**Record excerpts**:
◇ ◇ ◇ ◇ ◇
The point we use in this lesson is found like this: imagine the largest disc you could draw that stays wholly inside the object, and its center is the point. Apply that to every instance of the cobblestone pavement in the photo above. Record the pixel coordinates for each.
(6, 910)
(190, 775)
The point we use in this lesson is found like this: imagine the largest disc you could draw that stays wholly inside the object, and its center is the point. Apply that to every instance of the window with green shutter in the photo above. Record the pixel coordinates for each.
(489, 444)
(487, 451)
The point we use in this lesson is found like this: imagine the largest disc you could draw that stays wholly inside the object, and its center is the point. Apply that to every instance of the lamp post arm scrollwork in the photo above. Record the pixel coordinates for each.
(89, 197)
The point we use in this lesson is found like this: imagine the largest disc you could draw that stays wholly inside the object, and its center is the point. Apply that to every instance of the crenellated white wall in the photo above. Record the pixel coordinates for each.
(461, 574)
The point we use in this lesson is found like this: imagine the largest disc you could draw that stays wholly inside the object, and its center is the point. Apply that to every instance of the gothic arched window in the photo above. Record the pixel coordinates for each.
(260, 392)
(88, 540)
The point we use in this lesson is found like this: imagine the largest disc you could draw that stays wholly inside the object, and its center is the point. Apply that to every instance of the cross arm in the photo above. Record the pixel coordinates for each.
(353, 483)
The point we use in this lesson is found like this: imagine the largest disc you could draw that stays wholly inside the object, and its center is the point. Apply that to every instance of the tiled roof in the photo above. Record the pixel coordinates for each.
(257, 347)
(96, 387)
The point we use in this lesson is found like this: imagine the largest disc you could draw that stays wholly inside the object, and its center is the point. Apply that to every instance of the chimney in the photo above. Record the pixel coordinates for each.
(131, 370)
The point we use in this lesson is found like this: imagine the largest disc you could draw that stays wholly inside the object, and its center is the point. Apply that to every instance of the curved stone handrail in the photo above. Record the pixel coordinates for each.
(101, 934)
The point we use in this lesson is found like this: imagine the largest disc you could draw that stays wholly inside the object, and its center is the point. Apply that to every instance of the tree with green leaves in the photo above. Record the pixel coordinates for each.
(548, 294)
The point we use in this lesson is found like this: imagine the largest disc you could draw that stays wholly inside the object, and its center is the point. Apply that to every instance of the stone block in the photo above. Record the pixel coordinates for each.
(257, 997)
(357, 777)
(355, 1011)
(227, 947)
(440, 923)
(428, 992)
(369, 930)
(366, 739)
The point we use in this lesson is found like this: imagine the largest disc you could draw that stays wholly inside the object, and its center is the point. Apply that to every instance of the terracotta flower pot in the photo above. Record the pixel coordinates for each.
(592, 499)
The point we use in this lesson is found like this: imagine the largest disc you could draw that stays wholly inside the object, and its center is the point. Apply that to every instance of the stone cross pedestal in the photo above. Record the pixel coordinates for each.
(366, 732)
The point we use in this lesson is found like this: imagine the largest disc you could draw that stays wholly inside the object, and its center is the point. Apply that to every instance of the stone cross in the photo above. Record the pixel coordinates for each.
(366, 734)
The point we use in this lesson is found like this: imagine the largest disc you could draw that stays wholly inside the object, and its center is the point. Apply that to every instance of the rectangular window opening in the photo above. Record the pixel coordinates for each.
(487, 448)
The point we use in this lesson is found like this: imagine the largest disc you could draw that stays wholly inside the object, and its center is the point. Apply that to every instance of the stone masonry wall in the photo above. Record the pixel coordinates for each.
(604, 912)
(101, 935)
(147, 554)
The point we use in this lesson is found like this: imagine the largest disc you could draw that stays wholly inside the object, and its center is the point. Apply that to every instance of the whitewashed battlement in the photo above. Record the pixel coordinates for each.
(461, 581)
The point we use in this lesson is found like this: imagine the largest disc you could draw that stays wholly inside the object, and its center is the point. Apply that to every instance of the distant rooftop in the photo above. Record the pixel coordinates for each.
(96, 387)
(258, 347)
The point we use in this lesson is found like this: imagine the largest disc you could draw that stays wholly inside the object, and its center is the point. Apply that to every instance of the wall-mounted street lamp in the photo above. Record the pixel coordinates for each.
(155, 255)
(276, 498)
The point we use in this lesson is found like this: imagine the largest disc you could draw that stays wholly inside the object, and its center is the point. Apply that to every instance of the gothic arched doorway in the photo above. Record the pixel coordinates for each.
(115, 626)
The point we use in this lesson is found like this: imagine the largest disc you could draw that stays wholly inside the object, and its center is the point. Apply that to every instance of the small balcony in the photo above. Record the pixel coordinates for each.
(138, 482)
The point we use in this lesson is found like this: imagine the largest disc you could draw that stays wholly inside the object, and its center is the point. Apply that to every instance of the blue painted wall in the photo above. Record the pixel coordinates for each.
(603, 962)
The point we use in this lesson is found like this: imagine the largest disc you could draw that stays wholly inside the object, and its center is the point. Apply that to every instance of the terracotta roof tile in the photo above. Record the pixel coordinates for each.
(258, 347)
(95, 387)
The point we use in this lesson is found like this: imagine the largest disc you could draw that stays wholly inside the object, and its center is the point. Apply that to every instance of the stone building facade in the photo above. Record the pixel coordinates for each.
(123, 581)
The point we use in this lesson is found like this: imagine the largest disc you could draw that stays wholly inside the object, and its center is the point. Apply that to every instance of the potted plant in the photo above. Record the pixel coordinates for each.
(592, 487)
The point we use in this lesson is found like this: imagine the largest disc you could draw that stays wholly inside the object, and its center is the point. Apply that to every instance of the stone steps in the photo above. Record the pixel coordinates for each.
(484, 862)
◇ ◇ ◇ ◇ ◇
**Exercise task**:
All of the entries above need to be reproduced exactly.

**Solution to this problem**:
The point we use in this lesson is found like this: imagine the largest disc you could draw that stays wholly inside the object, and its center is the point. Apply that to every instance of the cobblestone pavement in the photo above. Record the pixel coordinates for each.
(6, 910)
(190, 775)
The point we use in this lesson is found like this: imagine the largest disc you could draw that stays wholly inside the object, and its center is the point. Apply that to every instance of the window with green shutter in the photo above. Record the pixel coordinates for each.
(489, 444)
(487, 451)
The point we use in this lesson is found like this: imagine the largest disc you could draw that stays wholly inside the object, and its center is the point. Apply that to every instance of the lamp post arm scrollwork in the photo above. Record the pixel coordinates for each.
(89, 197)
The point we use in this lesson is found like this: imagine the largest disc you could draw that stays wholly inside the object, and its center is the point. Apply that to every instance of the crenellated white wall in the photo above. Record the pixel coordinates for each.
(461, 574)
The point we use in this lesson is found like this: imagine the largest disc you could draw that stays wholly inside the object, and its center is the point. Apply that to every instance of the gothic arched window in the photo above. Record the pixel coordinates for each.
(260, 392)
(88, 540)
The point we use in this lesson is found like this: imagine the largest disc you could draw that stays wholly inside the object, and its center is the point. Apply that to every instance of the cross arm in the photo above. Record the pixel coordinates for each.
(353, 483)
The point we use in this lesson is found like this: imagine the largest disc you could draw that stays wholly inside the object, and its center is the point. Apply that to every instance of the tiled roof in the photo above. Record the pixel coordinates for each.
(257, 347)
(96, 387)
The point we use in this lesson is found like this: imagine the largest disc you could draw that stays wholly inside the object, and its center is the point. Apply that to every instance of the chimney in the photo above. Record the pixel coordinates for each.
(131, 370)
The point we use in this lesson is found like this: imagine the largest disc you could draw that stays wholly inside the object, and its center is the point. Apply that to every instance of the curved stone handrail in the photo above. Record the pixel coordinates for each.
(101, 934)
The point we use in this lesson is found like this: imagine the largest disc you could draw that stays wholly inside the object, and its center is the point. Apply that to every instance of the tree with green leaves in the photo above. Record the pixel coordinates for each.
(548, 294)
The point we use in this lesson is found like this: imagine the largest disc you could draw that stays wholly inside the object, and its center is the point. Apply that to every instance of the stone block in the photo above. Record the pixel coordinates for each.
(257, 997)
(357, 777)
(355, 1011)
(227, 947)
(440, 923)
(428, 992)
(369, 930)
(366, 739)
The point we use in this lesson is found like this: imagine the largest disc you could draw that stays wholly inside the object, and its center is the point. Apply that to every instance of the terracotta flower pot in the photo above. Record the pixel coordinates for each.
(592, 499)
The point we use in this lesson is found like this: imagine the largest disc you could draw that stays wholly inside the object, and its center is the point. Apply that to every instance of the stone cross pedestal in the photo above. Record the pixel coordinates for each.
(366, 732)
The point we use in this lesson is found like this: imagine the largest disc you could draw that stays wholly inside the object, and its center is the point. Apply that to every instance of the stone cross in the photo above. Record the pixel coordinates for each.
(366, 734)
The point we use in this lesson is found like this: imagine the largest disc you could draw that stays wholly inside the object, and its center is the point. Apply that to every instance of the rectangular window opening in the photo above. Record the pixel coordinates for each.
(487, 448)
The point we use in this lesson is found like this: imagine the largest disc you could draw that stays wholly inside the object, and its center is the point. Apply that to every instance of the stone masonry wall in the photo above. Record the pixel coordinates for each.
(604, 912)
(101, 935)
(147, 554)
The point we use in this lesson is found like this: imagine the largest disc you could draw that stays wholly inside the object, and its center is the point. Apply that to every instance of the whitewashed battlement in the photo above. Record the pixel coordinates for each.
(461, 581)
The point we use in this lesson is found like this: imagine the largest disc you could draw that stays wholly inside the object, and its center is the point. Apply that to every instance of the distant rooftop in the photo above. Record the pixel coordinates for each.
(96, 387)
(258, 347)
The point we use in this lesson is found like this: imagine the largest disc you could draw that stays wholly inside the object, and its center is the point. Apply that to every instance of the wall-mounted street lamp in the photo above. Record the pixel coordinates for each.
(155, 255)
(276, 498)
The point we use in this lesson is found like this: imagine the largest disc you could draw that stays wholly inside the object, and its center is the point. Apply that to every instance of the gothic arched doorway in the photo above. Record the pixel coordinates for each.
(115, 626)
The point we use in this lesson is found like this: imagine the largest disc you could draw that stays wholly inside the object, and its center is the point. Apply that to every instance of the small balcony in the photo above. Record the pixel coordinates for each.
(138, 482)
The point we use in this lesson is found like this: imagine the largest disc you could draw that stays wholly inside the object, and its center is the point. Apply that to every instance of the blue painted wall in the photo above. Record the pixel coordinates for each.
(603, 962)
The point we use in this lesson is found like this: imagine the largest disc you could draw that stays wholly inside the object, and its center is the point. Apply that to every instance of the terracotta roof tile in the photo above. Record the pixel coordinates for each.
(258, 347)
(95, 387)
The point we use in this lesson is found like this: imagine the largest disc you could draw that stays wholly inside the object, and its center is the point. Apply that to every instance of the stone building facade in the photo above. Record the pixel coordinates for each.
(123, 581)
The point we use in this lesson is found like this: imagine the largest disc you could draw that stays wholly inside the object, and its center is the point. Apply that to every instance of the potted plant in the photo above. Record the pixel coordinates for each.
(592, 487)
The point we use in this lesson is found like this: imagine the largest disc you could draw that stays wholly inside the object, and its center is the point. Apply that to every instance of the stone steps in the photo above. Record the pixel coordinates for each.
(484, 862)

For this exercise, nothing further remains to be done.